* **TASK**
Can you rewrite the lines below, switching "sample" to "example" throughout and leaving everything else unchanged?

*-*-*

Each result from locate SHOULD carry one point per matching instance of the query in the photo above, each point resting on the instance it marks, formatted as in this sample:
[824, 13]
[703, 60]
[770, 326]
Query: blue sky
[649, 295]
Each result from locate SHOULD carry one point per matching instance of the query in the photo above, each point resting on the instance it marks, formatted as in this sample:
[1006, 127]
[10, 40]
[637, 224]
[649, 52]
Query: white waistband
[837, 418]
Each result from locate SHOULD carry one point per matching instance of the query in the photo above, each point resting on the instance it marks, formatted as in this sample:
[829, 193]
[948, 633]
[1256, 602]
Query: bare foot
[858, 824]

*-*-*

* **WRITTEN SOLUTION**
Each result from locate SHOULD carry one point per matching instance of the query in the photo above, each point resting on the instance it marks, formatted as in this example:
[824, 13]
[703, 60]
[770, 326]
Query: blue sky
[649, 295]
Each result from locate SHOULD carry one point per matching instance of the query in the photo above, each point resting on the instance it marks, formatted as in this example:
[1006, 127]
[10, 40]
[637, 224]
[649, 52]
Query: white waistband
[837, 418]
Each result from locate SHOULD carry one point per matching instance of the query in the photo above, each point resting on the instance it marks, formatted as in this example:
[829, 193]
[948, 633]
[1256, 602]
Query: bare foot
[858, 824]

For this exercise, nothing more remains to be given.